> [What needs to be done]: Search the entries below for the string "light" and copy the lines that hold it.

◇ ◇ ◇

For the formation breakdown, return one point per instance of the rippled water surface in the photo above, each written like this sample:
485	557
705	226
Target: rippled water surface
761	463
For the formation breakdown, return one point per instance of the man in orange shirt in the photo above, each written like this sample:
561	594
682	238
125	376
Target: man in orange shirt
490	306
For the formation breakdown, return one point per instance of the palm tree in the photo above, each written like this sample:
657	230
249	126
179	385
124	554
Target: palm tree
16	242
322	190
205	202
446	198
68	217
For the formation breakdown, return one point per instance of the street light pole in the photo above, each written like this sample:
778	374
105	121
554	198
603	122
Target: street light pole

◇ ◇ ◇

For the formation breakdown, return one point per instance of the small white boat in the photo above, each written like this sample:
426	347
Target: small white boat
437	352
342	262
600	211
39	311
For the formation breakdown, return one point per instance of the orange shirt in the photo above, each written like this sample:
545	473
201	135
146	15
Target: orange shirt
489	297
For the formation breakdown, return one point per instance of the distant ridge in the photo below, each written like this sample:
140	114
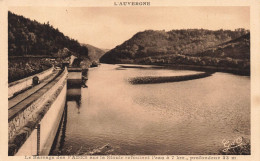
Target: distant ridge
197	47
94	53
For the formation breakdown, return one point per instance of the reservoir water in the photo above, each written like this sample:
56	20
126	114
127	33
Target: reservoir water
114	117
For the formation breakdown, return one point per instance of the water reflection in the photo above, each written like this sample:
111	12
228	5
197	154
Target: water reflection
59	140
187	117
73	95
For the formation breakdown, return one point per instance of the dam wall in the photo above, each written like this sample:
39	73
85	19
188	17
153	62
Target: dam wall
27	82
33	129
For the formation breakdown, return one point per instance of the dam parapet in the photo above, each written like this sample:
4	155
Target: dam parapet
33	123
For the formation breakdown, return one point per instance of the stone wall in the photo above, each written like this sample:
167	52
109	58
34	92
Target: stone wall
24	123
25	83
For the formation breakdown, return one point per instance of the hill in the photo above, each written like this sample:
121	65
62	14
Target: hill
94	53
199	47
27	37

◇ ◇ ◇

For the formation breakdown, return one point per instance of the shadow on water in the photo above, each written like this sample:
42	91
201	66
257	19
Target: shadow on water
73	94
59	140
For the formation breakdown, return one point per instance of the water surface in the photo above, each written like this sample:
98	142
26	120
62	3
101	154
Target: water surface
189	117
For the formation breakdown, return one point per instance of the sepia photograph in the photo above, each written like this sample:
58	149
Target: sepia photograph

◇ ◇ ◇

> [Answer section]:
For the formation breakdown, return one point per instance of the street light pole in the photo above, each written like this sample:
Target: street light pole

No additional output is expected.